__WHAT IS NEEDED__.
Exactly reproduce the line containing "For each instance of the chrome side" together with every line after it, through the end of the entries, and give nothing more.
==== INPUT ====
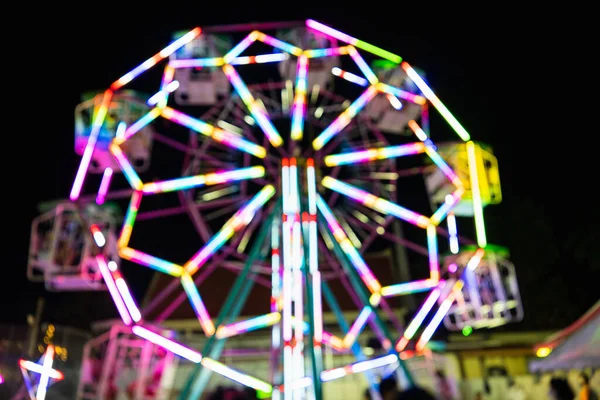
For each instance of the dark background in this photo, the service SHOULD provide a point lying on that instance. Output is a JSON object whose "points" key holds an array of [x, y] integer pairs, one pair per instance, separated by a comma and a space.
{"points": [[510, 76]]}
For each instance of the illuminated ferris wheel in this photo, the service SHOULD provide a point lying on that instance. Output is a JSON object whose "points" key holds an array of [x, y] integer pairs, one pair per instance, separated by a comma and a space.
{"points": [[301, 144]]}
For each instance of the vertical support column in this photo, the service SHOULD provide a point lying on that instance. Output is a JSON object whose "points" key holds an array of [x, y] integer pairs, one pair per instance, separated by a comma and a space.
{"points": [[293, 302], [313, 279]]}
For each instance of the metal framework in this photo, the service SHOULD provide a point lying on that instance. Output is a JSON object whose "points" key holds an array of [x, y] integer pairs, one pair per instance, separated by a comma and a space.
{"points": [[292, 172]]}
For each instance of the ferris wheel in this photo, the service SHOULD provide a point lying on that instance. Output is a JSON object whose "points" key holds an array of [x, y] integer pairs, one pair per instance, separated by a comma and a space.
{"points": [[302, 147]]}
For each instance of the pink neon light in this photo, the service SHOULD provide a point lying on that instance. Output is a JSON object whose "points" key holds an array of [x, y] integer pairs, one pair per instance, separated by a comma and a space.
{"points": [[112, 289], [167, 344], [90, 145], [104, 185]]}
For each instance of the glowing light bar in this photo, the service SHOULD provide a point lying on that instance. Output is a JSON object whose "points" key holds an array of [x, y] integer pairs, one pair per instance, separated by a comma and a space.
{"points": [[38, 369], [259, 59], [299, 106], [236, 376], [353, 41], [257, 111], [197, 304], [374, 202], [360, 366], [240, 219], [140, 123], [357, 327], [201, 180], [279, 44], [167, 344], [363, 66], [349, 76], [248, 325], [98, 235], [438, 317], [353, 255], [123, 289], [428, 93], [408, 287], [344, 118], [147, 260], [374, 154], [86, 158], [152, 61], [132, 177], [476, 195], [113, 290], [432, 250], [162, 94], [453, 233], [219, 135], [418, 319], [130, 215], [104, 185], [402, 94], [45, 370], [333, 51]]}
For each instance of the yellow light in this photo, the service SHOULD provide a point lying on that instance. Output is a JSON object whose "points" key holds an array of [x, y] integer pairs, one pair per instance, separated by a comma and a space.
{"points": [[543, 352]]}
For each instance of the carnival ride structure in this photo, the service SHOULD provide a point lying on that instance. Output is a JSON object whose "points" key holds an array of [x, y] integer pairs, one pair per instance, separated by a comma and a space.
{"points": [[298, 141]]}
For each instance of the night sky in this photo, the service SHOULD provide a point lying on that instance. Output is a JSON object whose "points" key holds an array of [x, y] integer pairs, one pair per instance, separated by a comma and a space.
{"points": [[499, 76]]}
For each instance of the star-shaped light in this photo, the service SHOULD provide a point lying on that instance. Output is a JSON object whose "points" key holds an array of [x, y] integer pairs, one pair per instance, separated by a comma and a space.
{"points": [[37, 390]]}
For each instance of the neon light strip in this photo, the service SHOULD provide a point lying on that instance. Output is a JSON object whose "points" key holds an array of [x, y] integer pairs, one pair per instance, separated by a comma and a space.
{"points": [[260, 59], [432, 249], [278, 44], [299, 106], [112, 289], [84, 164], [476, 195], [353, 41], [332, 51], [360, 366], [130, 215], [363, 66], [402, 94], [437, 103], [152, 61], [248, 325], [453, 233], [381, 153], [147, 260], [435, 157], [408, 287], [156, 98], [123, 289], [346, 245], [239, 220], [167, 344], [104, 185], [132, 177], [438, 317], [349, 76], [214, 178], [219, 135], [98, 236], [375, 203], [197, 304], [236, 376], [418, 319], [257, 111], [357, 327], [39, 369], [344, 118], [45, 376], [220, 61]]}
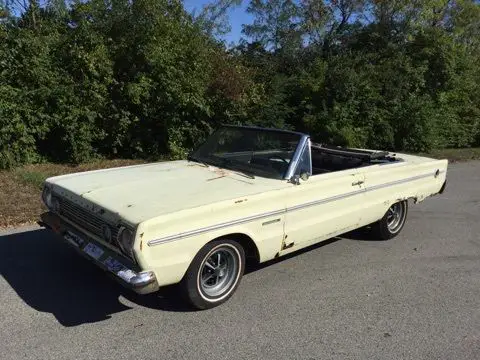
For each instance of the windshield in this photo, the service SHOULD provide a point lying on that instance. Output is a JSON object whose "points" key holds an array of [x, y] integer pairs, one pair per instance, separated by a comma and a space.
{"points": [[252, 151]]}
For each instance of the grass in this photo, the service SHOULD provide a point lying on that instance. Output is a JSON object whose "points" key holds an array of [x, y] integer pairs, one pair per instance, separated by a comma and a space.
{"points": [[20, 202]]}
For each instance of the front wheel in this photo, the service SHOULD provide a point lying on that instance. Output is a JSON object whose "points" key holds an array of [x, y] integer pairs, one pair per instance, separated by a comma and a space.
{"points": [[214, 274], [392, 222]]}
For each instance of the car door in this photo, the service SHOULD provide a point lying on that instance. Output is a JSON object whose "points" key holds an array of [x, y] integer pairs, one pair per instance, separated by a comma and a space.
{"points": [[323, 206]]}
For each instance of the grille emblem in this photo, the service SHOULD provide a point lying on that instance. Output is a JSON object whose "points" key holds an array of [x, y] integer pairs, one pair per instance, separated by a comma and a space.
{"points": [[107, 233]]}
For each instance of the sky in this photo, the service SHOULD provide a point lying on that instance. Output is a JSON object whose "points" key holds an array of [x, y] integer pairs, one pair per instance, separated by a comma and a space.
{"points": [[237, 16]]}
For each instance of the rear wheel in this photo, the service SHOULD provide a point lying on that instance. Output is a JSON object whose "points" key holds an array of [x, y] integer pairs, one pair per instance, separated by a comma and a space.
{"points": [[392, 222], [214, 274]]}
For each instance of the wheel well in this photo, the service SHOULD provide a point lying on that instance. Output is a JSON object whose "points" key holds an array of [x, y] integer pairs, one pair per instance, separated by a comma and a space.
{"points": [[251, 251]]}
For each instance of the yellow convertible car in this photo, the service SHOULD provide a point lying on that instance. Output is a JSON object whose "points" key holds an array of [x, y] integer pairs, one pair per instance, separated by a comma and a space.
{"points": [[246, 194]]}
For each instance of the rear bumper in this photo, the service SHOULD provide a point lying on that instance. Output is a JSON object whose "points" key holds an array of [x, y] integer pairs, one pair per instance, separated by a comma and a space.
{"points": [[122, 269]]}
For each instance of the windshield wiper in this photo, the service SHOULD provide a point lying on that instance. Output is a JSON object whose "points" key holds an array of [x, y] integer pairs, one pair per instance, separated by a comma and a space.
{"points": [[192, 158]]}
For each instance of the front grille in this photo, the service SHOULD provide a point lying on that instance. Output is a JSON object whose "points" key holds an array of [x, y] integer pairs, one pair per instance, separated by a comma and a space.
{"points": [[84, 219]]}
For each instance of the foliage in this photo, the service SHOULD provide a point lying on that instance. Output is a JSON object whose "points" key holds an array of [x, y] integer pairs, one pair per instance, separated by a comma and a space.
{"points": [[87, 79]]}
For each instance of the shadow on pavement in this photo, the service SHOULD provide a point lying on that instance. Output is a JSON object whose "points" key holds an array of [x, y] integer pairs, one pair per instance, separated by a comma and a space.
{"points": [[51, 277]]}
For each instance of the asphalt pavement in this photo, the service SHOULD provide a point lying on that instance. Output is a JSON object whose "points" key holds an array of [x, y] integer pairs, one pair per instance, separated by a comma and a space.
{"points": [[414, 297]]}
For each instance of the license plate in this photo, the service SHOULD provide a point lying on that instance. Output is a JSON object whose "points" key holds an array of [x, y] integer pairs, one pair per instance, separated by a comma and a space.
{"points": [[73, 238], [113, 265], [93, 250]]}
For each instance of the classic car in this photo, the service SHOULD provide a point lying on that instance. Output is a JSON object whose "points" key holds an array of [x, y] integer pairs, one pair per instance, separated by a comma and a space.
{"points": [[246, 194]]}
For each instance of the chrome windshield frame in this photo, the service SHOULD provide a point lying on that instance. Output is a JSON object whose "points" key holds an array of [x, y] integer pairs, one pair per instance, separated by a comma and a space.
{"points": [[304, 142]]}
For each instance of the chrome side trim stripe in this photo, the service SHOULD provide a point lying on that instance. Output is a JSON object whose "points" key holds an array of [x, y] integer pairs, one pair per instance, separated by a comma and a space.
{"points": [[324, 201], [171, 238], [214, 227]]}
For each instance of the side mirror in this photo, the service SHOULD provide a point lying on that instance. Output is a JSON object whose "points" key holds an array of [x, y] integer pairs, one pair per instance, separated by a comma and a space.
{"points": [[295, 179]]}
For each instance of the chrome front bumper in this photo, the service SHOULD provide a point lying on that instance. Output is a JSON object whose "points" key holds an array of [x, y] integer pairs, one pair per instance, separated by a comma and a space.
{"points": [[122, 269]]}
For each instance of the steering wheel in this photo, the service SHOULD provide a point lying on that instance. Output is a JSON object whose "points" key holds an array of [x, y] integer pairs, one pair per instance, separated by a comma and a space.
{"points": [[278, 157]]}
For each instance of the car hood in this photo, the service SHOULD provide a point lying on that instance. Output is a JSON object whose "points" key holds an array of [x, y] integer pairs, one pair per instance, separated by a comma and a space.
====
__TASK RESULT__.
For each instance of the chrome side trim stripe in this photo, the service SHOULD provide a point lying on that instance. Output is a JSON object whose "points" key holds an array of [x, y] integer pairs, one pair per instance, separated by a comma and a space.
{"points": [[324, 201], [171, 238], [214, 227]]}
For each instance of the side mirror in this photo, the service SHOULD provide a point lying on that instance. Output is a JSON object whose "points" key holds an array of [x, y] integer pairs, one pair per instance, separated by a comma and a space.
{"points": [[295, 179]]}
For each instance of the chrome front bumper in this photo, the service SHOULD provide a point lying on that instance. Output is a JSON object whose "points" key holds an array of [x, y] integer pairs, one pair per instance, separated by a comma and a space.
{"points": [[122, 269]]}
For each instance of the steering wheel in this photo, the service SHOULD provide a point lying on that instance. Output is a JSON object whose "points" key holds an array of [x, y] integer pairs, one pair per instance, separated by a comma and a space.
{"points": [[278, 157]]}
For each instance of the car hood in this photo, the service SHOULD provide a point lying on that instance. Output is a JSON object whose "points" key holds an array of [x, y] integer pairs, one pair per instance, separated by a comma and a space.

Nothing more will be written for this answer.